SHORT EXERCISE
From the items below, return each line that contains the word "building" and copy it unchanged.

SOURCE MATERIAL
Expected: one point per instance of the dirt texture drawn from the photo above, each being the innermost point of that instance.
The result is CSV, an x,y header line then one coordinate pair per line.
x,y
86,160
---
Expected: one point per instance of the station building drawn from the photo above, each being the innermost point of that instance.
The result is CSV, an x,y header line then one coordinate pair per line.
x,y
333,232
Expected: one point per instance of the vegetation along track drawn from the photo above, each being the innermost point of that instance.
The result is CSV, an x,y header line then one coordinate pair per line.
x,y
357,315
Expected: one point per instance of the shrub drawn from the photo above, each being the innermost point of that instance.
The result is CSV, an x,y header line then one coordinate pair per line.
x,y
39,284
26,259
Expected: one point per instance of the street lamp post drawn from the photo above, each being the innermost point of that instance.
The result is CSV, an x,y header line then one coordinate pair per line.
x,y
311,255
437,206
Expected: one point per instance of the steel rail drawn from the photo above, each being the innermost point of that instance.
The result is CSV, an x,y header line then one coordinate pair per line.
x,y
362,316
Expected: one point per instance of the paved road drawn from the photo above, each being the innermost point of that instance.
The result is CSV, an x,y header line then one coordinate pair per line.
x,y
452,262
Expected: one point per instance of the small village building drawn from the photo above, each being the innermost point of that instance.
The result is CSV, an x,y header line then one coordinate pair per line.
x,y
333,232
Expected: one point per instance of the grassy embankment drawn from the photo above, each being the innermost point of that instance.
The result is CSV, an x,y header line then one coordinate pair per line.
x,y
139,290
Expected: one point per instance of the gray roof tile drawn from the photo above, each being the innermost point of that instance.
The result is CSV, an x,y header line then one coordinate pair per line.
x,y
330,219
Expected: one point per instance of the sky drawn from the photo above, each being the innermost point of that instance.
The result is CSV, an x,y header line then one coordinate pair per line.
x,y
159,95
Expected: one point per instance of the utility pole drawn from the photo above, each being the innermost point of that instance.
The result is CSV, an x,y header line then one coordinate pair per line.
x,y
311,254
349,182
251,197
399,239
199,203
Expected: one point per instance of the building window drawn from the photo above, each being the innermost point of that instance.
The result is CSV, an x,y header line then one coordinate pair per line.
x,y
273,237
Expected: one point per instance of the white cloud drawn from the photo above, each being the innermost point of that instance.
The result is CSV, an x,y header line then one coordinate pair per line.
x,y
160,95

SOLUTION TO THE PROBLEM
Expected: one point per instance of the station building drawn from the photo above, each being the innermost point of that instance.
Expected: one point per instance of the small village building drawn from the photo above, each being the innermost point of that instance.
Expected: one point per instance of the building window drawn from the photo above, each being the innermost point of that instance.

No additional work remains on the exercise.